(Excerpts from a dataset)
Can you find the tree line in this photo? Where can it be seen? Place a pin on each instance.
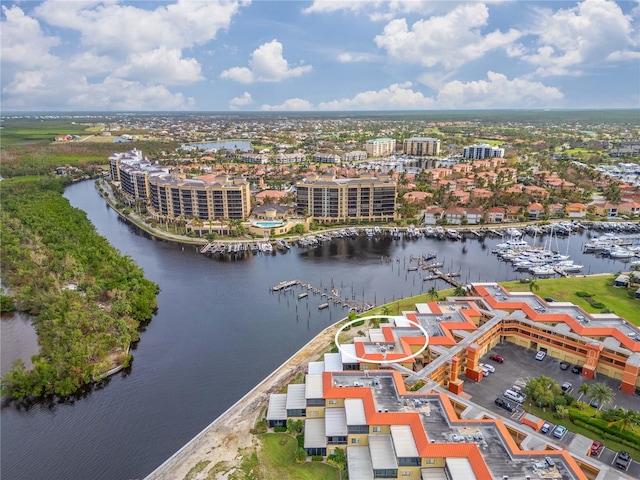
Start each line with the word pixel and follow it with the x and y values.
pixel 87 300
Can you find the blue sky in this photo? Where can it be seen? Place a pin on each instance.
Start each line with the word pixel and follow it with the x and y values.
pixel 241 55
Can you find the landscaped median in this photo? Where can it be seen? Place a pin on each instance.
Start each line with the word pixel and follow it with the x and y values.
pixel 599 289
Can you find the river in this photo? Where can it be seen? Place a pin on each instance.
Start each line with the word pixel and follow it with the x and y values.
pixel 218 331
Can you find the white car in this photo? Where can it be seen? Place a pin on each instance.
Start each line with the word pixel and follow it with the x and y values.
pixel 540 355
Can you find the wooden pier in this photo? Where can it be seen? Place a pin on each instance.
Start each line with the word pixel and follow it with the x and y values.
pixel 328 295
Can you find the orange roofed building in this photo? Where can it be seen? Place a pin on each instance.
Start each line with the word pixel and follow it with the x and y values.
pixel 357 401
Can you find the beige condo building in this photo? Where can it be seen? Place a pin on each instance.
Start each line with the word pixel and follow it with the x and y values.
pixel 328 199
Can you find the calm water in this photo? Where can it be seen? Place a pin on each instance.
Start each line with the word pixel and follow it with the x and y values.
pixel 219 330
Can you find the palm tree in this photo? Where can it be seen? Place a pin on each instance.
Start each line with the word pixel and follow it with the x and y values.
pixel 627 419
pixel 602 394
pixel 432 293
pixel 460 291
pixel 584 390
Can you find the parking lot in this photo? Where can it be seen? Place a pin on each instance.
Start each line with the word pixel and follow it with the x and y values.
pixel 519 366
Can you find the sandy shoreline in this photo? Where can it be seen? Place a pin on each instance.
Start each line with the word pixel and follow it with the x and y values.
pixel 230 432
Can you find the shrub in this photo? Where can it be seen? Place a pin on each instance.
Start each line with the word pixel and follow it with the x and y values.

Assigned task
Keep the pictures out and print all the records exactly as they are.

Response for this exercise
Can you find the tree line in this photo? Where can it be seen? Place a pin on each instance.
Start each line with the word pixel and follow it with the x and y values.
pixel 87 300
Can you find the blue sky in this photo? Where can it be seen? Place a pin on each instance.
Start each line with the word pixel and follow it with the x and y values.
pixel 241 55
Can you find the landscaped median in this photo? Where can it be seen? Place a pin on each instance.
Start each line with the word pixel and follow it with the x and y values.
pixel 599 289
Can you find the river in this photo? Where can it be seen? Place a pin on each instance.
Start each line with the word pixel and follow it with the x and y values.
pixel 218 331
Can you find the white car in this photo? Where can it be seen? Place a pin on each instance.
Start each line with the word pixel and follow it with the x and y values.
pixel 540 355
Can you find the wooden pier in this photo? Where can it be seen? Place a pin on each instance.
Start each line with the word pixel and follow it with the x and y values.
pixel 328 295
Can you find the orange roofed building in this photo? Where can it be seen? Place a pin on each instance.
Start each line with the word pixel and follow it with the x and y values.
pixel 357 401
Can you find the beige condo building in this photo? Where can it be seen? Place a pin on each instance.
Start each line with the word pixel and follow it with the x and y values.
pixel 328 199
Can you find the calm water in this photo? Where can it be seen? Place a pin on each instance.
Start each line with the word pixel and follow it with the x and y values.
pixel 219 330
Can you find the palm tree in this photo? Where can it be seen? Place a pin on each instance.
Start each line with the word pixel and follow it with the x and y values.
pixel 627 419
pixel 602 394
pixel 432 293
pixel 460 291
pixel 584 390
Can you find the parking lot in this photo? Where can it be seen? Place a pin on each instance.
Start each line with the word pixel and follow it with the x and y values.
pixel 519 366
Can you find the sandy shoreline in this photo? Where can it be seen? Place a pin on each instance.
Start each line with the word pixel and follow it with the x and y values.
pixel 230 432
Can you find the shrub in this photo? Where can it be seen? Place a pin on each instance.
Start each line with the word pixel and follow it with the x and y values.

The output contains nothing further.